◆ SELECTED EXTRACT

A Review of Financial Inclusion 2012: Aligning for Real Progress

Our collective efforts to advance financial access for the poor made good progress last year. Providers and regulators around the world accelerated efforts to translate their better understanding of demand-side needs into new product and policy approaches. Business model innovation aimed at increasing reach and lowering costs continued apace, in particular through the use of new technologies. And leaders from nearly 40 developing countries and emerging markets with a combined population of 1.7 billion committed to advance financial inclusion domestically because they know that an inclusive, local financial system that reaches all its citizens is an important ingredient for economic and social progress.


Two boys adjust dry rice flour to dry in the sun.

Photo Credit: Siu H Ket

While there will be setbacks and while we will make mistakes, I think the stars have started aligning for real progress to be made in the next five years toward full financial inclusion – where everyone has the choice to access and use the broad range of financial services they need to improve their lives.

◆ DATASET EXTRACT

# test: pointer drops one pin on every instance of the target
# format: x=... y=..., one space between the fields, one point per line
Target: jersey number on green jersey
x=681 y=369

◆ REQUIREMENTS
(a) Could you reproduce the passage of the financial inclusion review starting at "Two boys adjust" and ending at "improve their lives.", word for word?
(b) Answer these questions from the financial inclusion review:
(i) About how many developing countries and emerging markets committed to advance financial inclusion domestically?
(ii) Who is given the photo credit?
(iii) Over what period does the writer expect real progress toward full financial inclusion?

◆ RESULTS IN ORDER
(a)
Two boys adjust dry rice flour to dry in the sun.

Photo Credit: Siu H Ket

While there will be setbacks and while we will make mistakes, I think the stars have started aligning for real progress to be made in the next five years toward full financial inclusion – where everyone has the choice to access and use the broad range of financial services they need to improve their lives.

(b)
(i) Nearly 40
(ii) Siu H Ket
(iii) The next five years